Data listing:
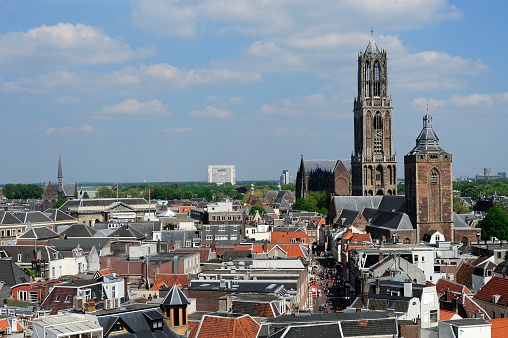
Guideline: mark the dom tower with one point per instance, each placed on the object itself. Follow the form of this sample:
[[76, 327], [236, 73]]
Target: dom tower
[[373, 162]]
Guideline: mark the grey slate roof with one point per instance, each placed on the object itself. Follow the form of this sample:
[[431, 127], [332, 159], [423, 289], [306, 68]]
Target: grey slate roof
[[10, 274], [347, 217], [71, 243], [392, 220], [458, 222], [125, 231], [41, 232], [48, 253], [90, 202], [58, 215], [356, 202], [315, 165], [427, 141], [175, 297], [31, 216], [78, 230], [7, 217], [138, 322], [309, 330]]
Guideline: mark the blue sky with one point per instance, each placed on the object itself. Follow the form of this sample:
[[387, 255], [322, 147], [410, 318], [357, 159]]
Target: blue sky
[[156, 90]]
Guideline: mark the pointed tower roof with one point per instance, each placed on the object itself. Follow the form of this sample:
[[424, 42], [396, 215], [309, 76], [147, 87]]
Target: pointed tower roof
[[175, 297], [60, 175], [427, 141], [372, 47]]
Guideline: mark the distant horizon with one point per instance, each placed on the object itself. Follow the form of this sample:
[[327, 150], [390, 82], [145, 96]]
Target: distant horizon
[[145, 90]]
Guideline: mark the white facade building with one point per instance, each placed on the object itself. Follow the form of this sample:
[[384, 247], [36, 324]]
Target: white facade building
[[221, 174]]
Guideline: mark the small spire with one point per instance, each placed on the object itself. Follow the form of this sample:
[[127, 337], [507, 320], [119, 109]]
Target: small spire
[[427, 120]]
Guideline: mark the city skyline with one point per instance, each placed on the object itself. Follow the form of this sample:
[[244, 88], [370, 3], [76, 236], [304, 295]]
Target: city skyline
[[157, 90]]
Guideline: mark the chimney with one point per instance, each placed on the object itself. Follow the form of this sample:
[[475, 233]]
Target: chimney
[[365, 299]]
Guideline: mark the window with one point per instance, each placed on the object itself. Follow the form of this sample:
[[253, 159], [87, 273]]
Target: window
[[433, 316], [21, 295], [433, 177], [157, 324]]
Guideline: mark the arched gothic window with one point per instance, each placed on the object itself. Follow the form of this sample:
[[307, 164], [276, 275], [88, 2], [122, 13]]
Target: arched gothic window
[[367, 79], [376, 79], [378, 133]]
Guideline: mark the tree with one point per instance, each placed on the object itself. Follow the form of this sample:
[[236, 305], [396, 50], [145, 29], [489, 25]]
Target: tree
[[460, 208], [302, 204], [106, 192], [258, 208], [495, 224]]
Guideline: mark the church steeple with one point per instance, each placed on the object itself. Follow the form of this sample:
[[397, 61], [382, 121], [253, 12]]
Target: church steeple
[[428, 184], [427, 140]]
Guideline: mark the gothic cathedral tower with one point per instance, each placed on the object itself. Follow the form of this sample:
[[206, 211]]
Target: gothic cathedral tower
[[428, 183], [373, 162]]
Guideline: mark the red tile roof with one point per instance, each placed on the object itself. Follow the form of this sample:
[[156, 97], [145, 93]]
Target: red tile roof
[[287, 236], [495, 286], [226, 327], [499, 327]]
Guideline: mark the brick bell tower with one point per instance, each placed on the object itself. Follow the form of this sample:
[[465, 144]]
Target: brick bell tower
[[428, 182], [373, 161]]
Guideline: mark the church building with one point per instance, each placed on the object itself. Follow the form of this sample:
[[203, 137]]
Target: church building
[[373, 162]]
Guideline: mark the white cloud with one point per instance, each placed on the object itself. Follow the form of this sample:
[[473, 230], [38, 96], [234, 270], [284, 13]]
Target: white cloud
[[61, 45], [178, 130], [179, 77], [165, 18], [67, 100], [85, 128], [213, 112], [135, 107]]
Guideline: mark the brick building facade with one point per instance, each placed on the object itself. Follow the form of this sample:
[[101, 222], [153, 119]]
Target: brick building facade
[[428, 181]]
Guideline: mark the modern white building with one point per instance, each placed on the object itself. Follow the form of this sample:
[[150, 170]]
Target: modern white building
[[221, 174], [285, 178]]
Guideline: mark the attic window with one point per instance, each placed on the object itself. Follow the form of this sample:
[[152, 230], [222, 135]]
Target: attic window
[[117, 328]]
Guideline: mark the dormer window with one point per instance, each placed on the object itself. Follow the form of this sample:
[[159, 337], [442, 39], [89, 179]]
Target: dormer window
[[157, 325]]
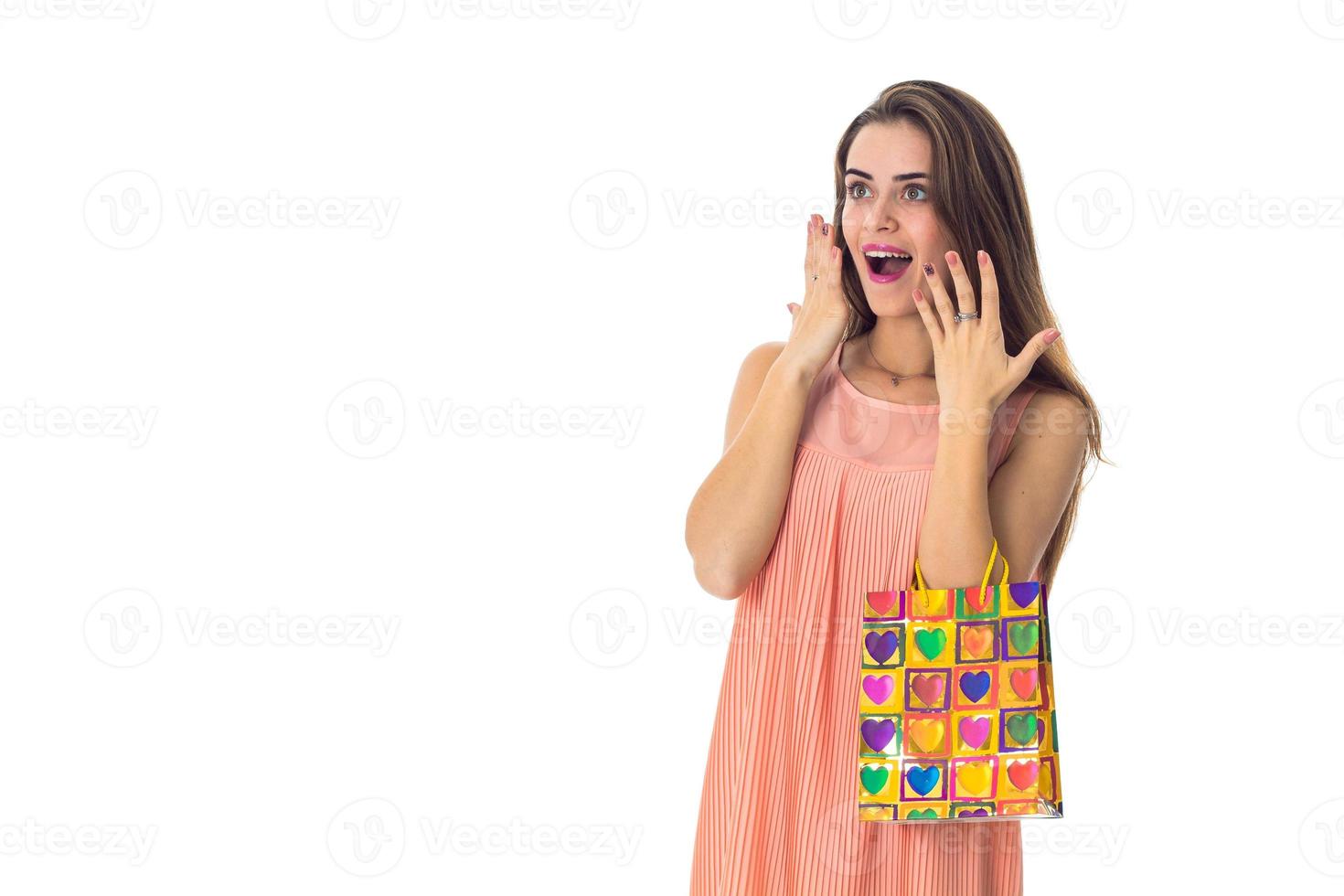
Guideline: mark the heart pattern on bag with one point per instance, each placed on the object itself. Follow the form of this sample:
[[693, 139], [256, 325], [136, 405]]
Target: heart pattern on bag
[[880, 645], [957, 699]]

**Objective**
Set every line down exactly as written, leaving each picture out.

**Output for this exercise**
Guideline: mark the dom tower with one point per instance, each placed on the object itself. Follow the form of this sample:
[[76, 327], [236, 73]]
Target: dom tower
[[373, 162]]
Guideline: mark the grey slate roof with one point per instance, each placed on the object itself. Follow the form of this sample:
[[431, 127], [332, 159], [423, 289], [306, 68]]
Target: grey slate roof
[[10, 274], [347, 217], [71, 243], [392, 220], [458, 222], [125, 231], [41, 232], [48, 253], [90, 202], [58, 215], [356, 202], [315, 165], [427, 141], [175, 297], [31, 216], [78, 230], [7, 217], [138, 322], [309, 330]]
Guideline: mark the blue sky with one point per instance, each placed on the object itself. Follow the form of this sample:
[[387, 255], [322, 147], [410, 318], [357, 159]]
Target: blue sky
[[156, 90]]
Guideline: mark the pointed tower roof with one point per instance, each placed on the object itself. Follow the form of this sample:
[[424, 42], [396, 215], [309, 76], [147, 87]]
Target: pointed tower roof
[[175, 297], [60, 175], [427, 141], [372, 47]]
Guideline: mark the distant horizon with one point per instance, each placed on the object itself. Follow the form of this sample:
[[327, 150], [390, 82], [145, 96]]
Target: distant horizon
[[145, 90]]
Guideline: mark the white facade building with one point per instance, each placed on the object itself. Follow the form of this sample:
[[384, 247], [36, 324]]
Target: white facade building
[[221, 174]]
Guideline: mark the small spire with one point per instance, each placed on the object itself. Follow the form of this sample:
[[127, 337], [507, 320], [119, 109]]
Target: small spire
[[427, 120]]
Guideline: mark the city skyline with one point per instance, each placed on the object itself. Follow the form of this sample:
[[244, 88], [370, 3], [76, 236], [304, 295]]
Target: city skyline
[[157, 90]]
Guideline: mark the chimney with one point per instance, each placed on the object itself. Follow the form of this sample:
[[475, 233]]
Target: chimney
[[365, 299]]
Guideline: mark the window with one point per instance, each placed on the object itself. Follow the form of this sample:
[[253, 159], [87, 273]]
Target: window
[[433, 316], [21, 295], [433, 177], [157, 324]]
Guideline: mark the arched gothic window with one point per instance, each placed on the object itself. Follow the form of this sample:
[[307, 164], [276, 275], [88, 2], [122, 13]]
Target: arched gothic window
[[367, 79], [376, 79], [378, 133]]
Guideline: mark the tree with one point per instance, each placed on the object itself. Follow the form of this sample:
[[236, 305], [396, 50], [145, 29], [489, 25]]
Target: tree
[[460, 208], [302, 204], [106, 192], [258, 208], [495, 224]]
Guideline: mark the church steeple with one point per instance, each placed on the object itself. Follow the form of this sample:
[[397, 61], [382, 121], [253, 12]]
Target: church steeple
[[428, 184], [427, 140]]
Guideline: mark the gothic cathedral tower with one point per instance, each placed on the object itself. Follow the form of this sample:
[[206, 211]]
Target: gothic cathedral tower
[[428, 183], [373, 162]]
Guideline: mark the red tile roof with one point per instance, each placed on the object itself. Follow the form of this sample:
[[156, 97], [145, 93]]
Target: red tile roof
[[287, 236], [495, 286], [226, 327], [499, 327]]
Guideline: mark the brick bell tower with one point per instance, each placed on the object itself. Follow the form of this sample:
[[465, 144]]
Target: brick bell tower
[[428, 182], [373, 161]]
Guideline: mark the church building with one point per instance, each placed on the object itself. Follow the form of this sample:
[[203, 137]]
Target: church building
[[373, 162]]
Guideline: mark the white cloud with one point per instance, each placed on the object itself. Follow the form of this sample:
[[473, 230], [38, 96], [234, 270], [284, 13]]
Target: white cloud
[[61, 45], [178, 130], [179, 77], [165, 18], [67, 100], [85, 128], [213, 112], [135, 107]]
Guideline: mark the brick building facade with one point per instance, each placed on the object itself. Follow the form of this sample:
[[101, 222], [153, 119]]
Target: brick building facade
[[428, 181]]
Guideline: mark the modern white building with one point per instance, each placed on the object itself. Follow the form of this sample:
[[150, 170]]
Target: modern white building
[[221, 174], [285, 178]]
Guideline: mark the attic window with one point per instance, each placed on the object itself. Follow the form of this sample:
[[152, 230], [222, 135]]
Target: attic window
[[117, 328]]
Guideline: mark the dormer window with one point per instance, each placed on the object itself. Follow the form of this sample:
[[159, 337], [442, 39], [89, 179]]
Target: dormer window
[[157, 325]]
Guideline: mark the heart pattern on bag with one point per instance, each placed on the object itself. Follow the form of this sample:
[[693, 139], [256, 325], [136, 405]]
Target: heart pattern on bag
[[880, 645], [957, 699]]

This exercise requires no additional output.